[Dataset entries]
= = =

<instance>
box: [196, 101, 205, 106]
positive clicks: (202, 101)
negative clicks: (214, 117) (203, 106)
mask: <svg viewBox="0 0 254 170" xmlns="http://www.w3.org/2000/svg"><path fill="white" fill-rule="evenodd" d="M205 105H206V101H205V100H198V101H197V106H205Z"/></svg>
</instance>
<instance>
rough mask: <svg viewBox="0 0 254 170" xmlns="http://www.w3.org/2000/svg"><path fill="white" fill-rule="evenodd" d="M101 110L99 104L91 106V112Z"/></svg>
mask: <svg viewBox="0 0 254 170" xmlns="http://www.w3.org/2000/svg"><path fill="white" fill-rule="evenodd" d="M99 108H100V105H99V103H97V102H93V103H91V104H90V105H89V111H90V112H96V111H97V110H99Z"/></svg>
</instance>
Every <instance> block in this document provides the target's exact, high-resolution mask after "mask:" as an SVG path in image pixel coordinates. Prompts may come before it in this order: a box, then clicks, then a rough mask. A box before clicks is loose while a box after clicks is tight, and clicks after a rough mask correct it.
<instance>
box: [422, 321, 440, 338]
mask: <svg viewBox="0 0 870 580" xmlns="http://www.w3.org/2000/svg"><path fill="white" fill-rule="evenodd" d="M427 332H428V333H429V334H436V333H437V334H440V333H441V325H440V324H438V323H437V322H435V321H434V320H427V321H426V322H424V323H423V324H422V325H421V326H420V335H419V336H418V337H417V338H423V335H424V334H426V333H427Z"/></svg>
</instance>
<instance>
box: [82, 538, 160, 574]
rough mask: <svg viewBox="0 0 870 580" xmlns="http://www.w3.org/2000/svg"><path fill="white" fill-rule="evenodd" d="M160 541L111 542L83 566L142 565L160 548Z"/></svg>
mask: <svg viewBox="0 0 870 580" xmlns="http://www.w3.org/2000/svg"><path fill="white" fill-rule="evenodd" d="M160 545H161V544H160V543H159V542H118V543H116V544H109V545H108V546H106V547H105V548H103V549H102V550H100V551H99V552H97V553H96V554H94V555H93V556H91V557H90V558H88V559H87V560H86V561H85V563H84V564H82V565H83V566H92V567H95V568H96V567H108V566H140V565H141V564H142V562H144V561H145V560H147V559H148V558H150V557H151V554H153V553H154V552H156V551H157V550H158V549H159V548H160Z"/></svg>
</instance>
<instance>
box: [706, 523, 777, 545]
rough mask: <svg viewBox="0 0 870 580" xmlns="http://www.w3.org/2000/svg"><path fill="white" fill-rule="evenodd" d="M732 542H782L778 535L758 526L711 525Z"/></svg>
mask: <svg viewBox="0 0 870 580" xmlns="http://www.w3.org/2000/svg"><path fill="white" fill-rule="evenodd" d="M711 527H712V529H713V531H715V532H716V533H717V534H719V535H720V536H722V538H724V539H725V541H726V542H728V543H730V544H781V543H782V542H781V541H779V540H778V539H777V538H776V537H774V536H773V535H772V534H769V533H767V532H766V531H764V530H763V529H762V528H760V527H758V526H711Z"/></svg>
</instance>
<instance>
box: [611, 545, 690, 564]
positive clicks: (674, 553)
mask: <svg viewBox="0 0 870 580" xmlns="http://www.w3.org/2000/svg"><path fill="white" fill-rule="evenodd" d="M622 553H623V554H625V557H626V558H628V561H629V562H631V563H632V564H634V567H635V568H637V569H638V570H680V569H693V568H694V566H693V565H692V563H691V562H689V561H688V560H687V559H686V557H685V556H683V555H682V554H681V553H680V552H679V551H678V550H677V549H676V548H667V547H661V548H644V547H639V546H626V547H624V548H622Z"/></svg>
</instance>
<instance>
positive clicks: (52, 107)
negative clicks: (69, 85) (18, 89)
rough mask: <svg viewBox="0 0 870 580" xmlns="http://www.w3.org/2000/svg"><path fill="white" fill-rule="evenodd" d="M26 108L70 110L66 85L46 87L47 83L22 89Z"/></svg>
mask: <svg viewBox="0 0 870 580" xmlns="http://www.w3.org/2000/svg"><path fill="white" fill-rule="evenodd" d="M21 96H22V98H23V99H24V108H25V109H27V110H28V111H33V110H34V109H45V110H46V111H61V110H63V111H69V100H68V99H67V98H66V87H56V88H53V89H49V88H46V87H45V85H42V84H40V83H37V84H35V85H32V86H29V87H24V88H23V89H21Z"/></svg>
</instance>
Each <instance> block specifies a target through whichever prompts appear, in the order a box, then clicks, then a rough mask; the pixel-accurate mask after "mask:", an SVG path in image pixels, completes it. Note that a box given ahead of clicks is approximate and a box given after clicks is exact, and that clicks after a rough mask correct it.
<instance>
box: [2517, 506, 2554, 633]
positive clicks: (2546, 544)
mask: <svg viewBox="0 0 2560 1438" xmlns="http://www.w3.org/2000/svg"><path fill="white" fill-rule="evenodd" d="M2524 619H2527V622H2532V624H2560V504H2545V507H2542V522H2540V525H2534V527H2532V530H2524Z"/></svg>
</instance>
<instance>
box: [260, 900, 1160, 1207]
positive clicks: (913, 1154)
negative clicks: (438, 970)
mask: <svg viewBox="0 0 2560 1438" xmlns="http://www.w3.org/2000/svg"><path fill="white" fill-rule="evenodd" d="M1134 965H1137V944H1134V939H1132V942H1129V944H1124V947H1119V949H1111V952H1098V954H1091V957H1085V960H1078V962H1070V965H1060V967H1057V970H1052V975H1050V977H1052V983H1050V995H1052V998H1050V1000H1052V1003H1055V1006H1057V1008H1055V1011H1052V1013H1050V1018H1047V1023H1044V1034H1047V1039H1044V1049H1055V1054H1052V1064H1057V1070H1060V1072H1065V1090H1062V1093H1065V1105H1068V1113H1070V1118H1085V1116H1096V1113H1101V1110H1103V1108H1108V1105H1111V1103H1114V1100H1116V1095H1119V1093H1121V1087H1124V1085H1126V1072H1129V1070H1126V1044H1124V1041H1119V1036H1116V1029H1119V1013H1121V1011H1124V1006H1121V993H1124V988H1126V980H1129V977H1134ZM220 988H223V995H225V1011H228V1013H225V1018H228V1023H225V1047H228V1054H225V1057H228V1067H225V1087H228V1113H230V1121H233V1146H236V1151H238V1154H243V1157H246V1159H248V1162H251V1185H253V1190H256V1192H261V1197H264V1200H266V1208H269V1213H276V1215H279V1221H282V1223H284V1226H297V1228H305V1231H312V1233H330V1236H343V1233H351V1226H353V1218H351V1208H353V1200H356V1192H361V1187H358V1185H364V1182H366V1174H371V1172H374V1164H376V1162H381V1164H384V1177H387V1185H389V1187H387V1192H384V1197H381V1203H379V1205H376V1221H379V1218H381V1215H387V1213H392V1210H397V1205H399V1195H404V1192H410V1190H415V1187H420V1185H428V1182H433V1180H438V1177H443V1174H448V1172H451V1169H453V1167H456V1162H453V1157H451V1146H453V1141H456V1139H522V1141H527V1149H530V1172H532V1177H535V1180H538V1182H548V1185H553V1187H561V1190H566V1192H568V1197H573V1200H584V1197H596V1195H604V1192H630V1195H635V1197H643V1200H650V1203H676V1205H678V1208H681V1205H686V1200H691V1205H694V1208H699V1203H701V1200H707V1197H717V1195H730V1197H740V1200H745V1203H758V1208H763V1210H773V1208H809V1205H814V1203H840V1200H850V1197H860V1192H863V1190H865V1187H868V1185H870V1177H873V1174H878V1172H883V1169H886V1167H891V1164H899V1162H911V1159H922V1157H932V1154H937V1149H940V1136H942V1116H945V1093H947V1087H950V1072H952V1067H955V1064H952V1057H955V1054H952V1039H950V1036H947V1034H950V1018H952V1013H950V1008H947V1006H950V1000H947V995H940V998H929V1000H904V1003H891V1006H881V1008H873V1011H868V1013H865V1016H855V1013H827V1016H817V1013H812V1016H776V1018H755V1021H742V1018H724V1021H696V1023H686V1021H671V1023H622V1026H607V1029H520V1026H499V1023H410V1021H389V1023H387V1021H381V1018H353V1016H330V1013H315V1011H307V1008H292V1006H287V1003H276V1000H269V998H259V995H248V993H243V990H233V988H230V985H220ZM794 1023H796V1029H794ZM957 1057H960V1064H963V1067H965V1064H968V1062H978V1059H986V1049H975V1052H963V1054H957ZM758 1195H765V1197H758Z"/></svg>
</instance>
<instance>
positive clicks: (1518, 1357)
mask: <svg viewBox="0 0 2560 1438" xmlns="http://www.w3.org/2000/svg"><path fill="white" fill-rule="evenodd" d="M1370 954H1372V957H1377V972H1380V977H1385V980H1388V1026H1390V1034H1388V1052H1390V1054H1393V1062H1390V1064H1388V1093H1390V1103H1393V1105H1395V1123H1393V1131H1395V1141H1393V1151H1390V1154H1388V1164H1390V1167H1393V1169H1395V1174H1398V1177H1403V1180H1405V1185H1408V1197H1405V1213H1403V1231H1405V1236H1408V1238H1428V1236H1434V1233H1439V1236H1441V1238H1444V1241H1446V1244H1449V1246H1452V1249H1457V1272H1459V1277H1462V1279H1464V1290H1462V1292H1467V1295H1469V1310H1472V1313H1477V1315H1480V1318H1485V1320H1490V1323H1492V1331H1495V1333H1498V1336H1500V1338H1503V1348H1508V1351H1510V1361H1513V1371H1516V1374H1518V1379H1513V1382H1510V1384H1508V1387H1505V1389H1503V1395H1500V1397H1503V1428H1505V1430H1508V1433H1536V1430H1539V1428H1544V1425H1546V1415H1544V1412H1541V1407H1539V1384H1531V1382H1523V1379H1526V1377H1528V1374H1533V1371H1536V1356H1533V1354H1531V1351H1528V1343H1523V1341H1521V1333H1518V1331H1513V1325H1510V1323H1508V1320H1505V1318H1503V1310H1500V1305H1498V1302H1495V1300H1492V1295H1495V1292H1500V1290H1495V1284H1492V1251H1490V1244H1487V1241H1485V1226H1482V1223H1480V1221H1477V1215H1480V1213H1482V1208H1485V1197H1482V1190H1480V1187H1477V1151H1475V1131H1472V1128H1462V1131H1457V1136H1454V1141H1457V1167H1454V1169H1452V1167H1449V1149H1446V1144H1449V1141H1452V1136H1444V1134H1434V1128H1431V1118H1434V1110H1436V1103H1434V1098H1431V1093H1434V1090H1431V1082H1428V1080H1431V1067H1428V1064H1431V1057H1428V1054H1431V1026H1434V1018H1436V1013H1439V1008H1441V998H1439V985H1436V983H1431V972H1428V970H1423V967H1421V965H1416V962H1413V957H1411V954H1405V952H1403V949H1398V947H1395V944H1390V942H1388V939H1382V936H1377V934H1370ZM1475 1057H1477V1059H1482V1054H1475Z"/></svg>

= = =

> [WHAT TO WORK ON] Given the data above, transcribe exactly the lines from the one containing "negative clicks: (69, 85) (18, 89)" down to the one containing "box: [2517, 506, 2554, 633]", and no others.

> [TASK RESPONSE]
negative clicks: (69, 85) (18, 89)
rough mask: <svg viewBox="0 0 870 580" xmlns="http://www.w3.org/2000/svg"><path fill="white" fill-rule="evenodd" d="M26 108L70 110L66 85L46 87L47 83L22 89Z"/></svg>
mask: <svg viewBox="0 0 870 580" xmlns="http://www.w3.org/2000/svg"><path fill="white" fill-rule="evenodd" d="M21 96H22V98H23V99H24V108H25V109H27V110H28V111H33V110H34V109H45V110H46V111H61V110H63V111H69V100H68V99H67V98H66V87H56V88H53V89H49V88H46V87H45V85H42V84H40V83H37V84H35V85H32V86H29V87H24V88H23V89H21Z"/></svg>
</instance>
Each <instance> block specifies a target through whichever prompts appear, in the order a box, then clicks, then a rough mask; the pixel-accurate mask after "mask:", an SVG path in image pixels, completes it. Note that a box given ahead of clicks is approximate and a box given after clicks is exact, and that clicks after a rough mask correct it.
<instance>
box: [2517, 506, 2554, 633]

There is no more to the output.